● Source extract:
____________

What this article also does is to explain the characteristics of the key players that are needed to make this offense go. After you read this it should bring up some interesting discussion of who we currently have in these positions that best fit these descriptions.

Meanwhile, the Malzahn/Morris school of spread offense is already built around the run game. In fact, it's like a modern wishbone, an attempt to use the classic triple option in a new way.

The modern elements added by Morris include spread alignments, the forward pass, motion, and tempo. The brilliance of the triple option is that it's a self-contained concept with built-in answers for any potential problem. Morris doesn't have any single concepts quite that simple or elegant, but in general he emphasizes a similar level of soundness in his offense.

Morris could try to have a million concepts to answer a million problems. But he would rather contain multiple answers within the same concepts. He can still use diversity -- of formations, personnel groupings, or options within a play -- but focuses on fully mastering a few versatile plans of attack.


After the snap, you can see the past come alive as Morris' smashmouth spread starts cycling through the four options of a triple-option attack, whether two or three at a time or all at once. That's right. The best triple option offenses present four main threats to account for.

1. The dive.
2. The keeper and the fulcrum.
3. The "pitch."
4. The deep bomb.


There is also a discussion of the shorter passing game, screens, etc. found within this article. It's a good read. Do we have the personnel to run all of this offense? Part of it?

https://www.sbnation.com/college-football/2014/6/10/5782566/clemson-offense-chad-morris

I believe we do. Chase Hayden and TJ Hammonds can be those scatback guys with Hammonds catching a lot of passes on those screens. Devwah Whaley with a little less weight and more flexibility can be the Wayne Gallman back who runs between the tackles.

Cantrell is a really good blocker who with a little less weight and more flexibility like Whaley can be a good receiver at the H back along with some of the others at TE.

____________

● Supplied information:

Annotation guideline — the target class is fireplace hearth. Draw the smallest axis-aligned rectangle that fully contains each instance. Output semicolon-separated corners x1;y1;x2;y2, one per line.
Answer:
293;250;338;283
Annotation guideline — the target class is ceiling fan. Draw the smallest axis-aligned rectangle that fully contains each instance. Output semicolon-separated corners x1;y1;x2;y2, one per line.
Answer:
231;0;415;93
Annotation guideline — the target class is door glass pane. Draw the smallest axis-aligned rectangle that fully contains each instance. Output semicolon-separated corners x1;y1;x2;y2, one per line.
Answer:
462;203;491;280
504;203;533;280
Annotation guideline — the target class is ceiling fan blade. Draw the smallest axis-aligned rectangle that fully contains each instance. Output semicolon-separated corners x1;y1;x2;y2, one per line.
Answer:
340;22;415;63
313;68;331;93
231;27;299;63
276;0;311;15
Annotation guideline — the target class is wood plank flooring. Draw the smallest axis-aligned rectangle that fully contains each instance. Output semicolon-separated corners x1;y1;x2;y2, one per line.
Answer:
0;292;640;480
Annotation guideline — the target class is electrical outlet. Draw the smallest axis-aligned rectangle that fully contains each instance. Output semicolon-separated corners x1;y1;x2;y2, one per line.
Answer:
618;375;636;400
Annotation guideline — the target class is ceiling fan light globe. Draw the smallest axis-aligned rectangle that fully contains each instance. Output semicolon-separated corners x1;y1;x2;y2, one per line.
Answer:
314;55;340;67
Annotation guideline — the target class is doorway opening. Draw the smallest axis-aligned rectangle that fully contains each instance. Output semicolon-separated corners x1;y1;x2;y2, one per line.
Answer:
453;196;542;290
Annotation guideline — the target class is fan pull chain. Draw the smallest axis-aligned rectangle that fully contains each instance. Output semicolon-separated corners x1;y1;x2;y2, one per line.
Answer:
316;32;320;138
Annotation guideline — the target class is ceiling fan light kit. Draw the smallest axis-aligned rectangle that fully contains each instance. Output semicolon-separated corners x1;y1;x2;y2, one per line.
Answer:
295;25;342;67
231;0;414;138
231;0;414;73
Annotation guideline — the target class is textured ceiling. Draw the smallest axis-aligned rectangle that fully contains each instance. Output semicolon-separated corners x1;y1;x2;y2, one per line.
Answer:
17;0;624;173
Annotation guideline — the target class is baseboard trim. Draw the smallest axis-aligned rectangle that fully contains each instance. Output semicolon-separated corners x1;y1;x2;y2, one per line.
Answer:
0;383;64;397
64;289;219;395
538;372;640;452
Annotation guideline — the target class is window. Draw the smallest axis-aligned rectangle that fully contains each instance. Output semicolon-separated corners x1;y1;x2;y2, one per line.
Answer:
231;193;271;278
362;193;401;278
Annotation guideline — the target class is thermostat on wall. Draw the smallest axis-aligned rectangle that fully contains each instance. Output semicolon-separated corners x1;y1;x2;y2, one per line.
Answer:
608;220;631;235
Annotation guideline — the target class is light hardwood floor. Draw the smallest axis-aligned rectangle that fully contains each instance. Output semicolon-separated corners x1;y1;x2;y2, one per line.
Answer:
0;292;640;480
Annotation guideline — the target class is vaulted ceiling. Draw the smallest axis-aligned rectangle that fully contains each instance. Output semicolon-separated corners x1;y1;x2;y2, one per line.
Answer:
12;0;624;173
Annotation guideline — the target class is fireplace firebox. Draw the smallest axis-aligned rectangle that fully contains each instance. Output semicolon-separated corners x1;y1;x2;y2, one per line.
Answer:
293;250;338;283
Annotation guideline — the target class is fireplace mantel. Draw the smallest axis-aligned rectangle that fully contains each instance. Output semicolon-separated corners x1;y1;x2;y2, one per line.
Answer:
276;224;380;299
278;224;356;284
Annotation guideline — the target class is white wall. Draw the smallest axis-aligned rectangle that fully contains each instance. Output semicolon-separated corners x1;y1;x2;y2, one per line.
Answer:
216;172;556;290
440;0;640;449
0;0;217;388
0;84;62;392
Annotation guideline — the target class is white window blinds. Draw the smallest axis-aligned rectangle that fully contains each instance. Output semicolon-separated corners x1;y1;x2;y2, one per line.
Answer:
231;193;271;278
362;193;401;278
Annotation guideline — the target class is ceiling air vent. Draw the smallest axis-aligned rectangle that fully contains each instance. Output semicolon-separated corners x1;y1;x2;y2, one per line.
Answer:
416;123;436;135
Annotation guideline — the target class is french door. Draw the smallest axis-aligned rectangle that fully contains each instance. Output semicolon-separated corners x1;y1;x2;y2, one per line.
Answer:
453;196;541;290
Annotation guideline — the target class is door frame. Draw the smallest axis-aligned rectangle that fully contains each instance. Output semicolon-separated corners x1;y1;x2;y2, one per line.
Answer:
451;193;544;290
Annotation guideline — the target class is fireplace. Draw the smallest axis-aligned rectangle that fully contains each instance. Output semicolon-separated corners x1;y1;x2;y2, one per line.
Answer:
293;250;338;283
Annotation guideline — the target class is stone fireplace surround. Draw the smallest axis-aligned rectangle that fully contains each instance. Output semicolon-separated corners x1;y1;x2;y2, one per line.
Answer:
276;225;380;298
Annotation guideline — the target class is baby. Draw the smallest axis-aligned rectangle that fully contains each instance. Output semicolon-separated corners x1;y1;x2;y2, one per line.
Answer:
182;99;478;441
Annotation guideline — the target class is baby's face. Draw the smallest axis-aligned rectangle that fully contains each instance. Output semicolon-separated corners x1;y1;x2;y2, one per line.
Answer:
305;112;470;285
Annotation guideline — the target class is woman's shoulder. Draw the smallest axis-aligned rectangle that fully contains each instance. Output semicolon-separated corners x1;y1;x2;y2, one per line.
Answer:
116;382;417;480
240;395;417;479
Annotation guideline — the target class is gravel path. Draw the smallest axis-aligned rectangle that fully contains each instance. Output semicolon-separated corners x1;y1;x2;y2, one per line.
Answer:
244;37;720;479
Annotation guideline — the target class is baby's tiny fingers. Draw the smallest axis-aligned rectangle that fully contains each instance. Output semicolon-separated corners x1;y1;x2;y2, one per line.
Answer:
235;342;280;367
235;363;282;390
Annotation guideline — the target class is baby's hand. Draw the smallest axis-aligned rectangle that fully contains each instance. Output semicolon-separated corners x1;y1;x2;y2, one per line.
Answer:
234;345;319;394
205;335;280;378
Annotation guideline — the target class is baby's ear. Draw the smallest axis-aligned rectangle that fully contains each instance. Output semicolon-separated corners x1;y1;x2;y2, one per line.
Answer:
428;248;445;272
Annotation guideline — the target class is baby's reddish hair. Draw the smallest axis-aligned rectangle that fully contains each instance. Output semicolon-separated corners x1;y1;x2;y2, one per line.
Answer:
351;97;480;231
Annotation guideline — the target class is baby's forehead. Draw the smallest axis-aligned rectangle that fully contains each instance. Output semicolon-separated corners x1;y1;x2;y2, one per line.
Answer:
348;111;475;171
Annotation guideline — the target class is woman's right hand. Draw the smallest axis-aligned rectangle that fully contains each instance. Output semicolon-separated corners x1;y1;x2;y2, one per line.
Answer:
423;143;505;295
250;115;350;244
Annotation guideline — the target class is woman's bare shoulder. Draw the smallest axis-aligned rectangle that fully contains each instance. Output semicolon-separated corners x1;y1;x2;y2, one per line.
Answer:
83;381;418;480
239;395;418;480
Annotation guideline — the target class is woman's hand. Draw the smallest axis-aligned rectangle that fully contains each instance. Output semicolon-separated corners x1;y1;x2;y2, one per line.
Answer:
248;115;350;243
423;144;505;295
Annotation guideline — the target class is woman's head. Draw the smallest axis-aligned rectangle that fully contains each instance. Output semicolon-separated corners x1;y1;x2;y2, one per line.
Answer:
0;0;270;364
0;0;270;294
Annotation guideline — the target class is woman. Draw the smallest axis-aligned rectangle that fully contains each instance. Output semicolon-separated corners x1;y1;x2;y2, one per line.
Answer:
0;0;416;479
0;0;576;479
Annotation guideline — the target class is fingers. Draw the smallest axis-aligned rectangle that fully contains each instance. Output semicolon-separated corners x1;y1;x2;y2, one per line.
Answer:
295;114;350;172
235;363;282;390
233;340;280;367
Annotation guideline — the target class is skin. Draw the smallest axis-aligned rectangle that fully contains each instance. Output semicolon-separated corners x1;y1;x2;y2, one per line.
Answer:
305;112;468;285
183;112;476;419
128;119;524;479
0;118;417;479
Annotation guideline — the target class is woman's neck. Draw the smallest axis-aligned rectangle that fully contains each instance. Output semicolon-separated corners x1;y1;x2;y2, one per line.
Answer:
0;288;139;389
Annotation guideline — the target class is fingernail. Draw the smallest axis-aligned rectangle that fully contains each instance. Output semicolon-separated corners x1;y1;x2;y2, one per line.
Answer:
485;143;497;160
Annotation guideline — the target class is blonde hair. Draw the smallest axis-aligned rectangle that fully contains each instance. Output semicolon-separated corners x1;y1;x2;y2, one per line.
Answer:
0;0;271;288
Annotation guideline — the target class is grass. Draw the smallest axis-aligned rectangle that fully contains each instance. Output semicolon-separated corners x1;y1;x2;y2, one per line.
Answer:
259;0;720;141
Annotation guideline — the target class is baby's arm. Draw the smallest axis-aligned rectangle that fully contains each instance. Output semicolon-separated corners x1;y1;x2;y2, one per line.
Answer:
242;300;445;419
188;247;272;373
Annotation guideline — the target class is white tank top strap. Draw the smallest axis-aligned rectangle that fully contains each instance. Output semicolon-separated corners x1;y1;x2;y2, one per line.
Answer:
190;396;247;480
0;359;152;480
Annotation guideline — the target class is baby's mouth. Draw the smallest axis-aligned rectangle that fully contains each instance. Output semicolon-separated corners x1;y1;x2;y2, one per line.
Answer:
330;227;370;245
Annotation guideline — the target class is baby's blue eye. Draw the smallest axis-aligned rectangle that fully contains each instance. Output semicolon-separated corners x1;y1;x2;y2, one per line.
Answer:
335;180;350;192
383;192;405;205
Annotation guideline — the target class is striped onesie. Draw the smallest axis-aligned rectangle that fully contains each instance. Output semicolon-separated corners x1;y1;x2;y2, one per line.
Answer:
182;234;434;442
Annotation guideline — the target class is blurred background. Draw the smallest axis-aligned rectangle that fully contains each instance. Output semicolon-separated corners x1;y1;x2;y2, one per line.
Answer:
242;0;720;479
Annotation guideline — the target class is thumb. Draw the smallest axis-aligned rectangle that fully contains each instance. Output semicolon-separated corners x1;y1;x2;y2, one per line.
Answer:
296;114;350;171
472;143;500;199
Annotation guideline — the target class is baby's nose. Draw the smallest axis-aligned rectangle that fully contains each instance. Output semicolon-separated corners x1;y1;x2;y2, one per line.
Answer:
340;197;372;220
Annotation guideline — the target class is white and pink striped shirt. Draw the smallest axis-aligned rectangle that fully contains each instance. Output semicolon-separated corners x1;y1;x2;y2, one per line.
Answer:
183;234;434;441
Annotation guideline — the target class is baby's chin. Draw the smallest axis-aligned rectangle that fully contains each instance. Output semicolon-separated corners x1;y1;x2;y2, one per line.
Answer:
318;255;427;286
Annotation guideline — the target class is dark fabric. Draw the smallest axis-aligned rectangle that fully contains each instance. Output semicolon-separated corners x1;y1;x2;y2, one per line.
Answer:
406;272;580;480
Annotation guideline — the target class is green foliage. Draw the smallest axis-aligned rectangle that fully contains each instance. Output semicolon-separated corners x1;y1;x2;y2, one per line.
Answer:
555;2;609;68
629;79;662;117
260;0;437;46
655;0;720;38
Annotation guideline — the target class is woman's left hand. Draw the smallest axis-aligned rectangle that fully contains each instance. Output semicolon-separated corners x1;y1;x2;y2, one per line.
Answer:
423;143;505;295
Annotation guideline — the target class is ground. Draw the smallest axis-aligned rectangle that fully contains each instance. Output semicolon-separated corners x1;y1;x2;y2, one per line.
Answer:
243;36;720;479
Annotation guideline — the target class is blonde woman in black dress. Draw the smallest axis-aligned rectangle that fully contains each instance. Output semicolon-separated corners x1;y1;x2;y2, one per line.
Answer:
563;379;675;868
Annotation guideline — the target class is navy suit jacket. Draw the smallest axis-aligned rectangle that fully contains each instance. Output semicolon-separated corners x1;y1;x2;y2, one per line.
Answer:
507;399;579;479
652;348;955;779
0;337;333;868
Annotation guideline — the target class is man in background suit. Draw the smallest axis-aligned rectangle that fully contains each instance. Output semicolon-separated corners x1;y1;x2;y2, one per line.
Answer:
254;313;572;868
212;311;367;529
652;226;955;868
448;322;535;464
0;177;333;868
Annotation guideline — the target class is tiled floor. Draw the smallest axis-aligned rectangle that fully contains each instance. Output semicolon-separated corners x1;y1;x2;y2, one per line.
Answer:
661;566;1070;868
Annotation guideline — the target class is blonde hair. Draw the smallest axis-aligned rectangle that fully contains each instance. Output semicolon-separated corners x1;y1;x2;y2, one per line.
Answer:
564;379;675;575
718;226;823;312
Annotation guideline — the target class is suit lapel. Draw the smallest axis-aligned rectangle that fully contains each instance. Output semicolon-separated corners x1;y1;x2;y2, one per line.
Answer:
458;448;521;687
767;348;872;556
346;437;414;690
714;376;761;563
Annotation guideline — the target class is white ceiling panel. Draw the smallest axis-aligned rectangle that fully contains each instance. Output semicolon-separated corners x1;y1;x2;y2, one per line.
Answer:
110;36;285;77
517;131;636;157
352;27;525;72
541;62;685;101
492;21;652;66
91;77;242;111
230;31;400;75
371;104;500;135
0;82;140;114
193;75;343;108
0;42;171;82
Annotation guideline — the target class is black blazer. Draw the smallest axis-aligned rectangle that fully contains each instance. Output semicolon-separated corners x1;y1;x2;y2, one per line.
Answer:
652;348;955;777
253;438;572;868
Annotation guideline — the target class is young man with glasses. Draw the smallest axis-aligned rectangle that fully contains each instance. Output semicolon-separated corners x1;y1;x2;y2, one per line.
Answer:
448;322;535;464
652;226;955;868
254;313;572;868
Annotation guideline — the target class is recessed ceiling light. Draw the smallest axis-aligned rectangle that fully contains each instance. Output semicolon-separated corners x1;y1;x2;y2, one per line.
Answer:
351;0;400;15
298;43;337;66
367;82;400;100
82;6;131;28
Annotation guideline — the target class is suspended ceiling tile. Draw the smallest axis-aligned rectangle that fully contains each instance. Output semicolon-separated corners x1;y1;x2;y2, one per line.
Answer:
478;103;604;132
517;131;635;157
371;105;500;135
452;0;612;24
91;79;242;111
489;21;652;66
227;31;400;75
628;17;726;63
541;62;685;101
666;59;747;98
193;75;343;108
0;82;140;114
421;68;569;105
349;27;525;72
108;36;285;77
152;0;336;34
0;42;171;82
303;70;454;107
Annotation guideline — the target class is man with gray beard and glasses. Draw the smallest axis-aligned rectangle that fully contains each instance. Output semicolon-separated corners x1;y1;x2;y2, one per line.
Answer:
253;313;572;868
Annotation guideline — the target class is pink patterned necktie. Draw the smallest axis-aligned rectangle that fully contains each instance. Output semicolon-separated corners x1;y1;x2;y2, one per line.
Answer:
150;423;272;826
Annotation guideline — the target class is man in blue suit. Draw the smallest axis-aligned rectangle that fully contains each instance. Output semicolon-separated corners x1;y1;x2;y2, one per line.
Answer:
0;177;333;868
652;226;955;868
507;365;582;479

____________

● Problems to solve:
1) From the post on the Morris spread offense above, extract the stretch from "4. The deep" through "others at TE.".
2) Answer these questions using the post on the Morris spread offense above:
(a) Which modern elements added by Morris does the post list?
(b) What is the fourth of the four main threats in the numbered list?
(c) Which two players does the post name as possible scatbacks?

● Task-by-task solutions:
1)
4. The deep bomb.


There is also a discussion of the shorter passing game, screens, etc. found within this article. It's a good read. Do we have the personnel to run all of this offense? Part of it?

https://www.sbnation.com/college-football/2014/6/10/5782566/clemson-offense-chad-morris

I believe we do. Chase Hayden and TJ Hammonds can be those scatback guys with Hammonds catching a lot of passes on those screens. Devwah Whaley with a little less weight and more flexibility can be the Wayne Gallman back who runs between the tackles.

Cantrell is a really good blocker who with a little less weight and more flexibility like Whaley can be a good receiver at the H back along with some of the others at TE.

2)
(a) Spread alignments, the forward pass, motion, and tempo.
(b) The deep bomb.
(c) Chase Hayden and TJ Hammonds.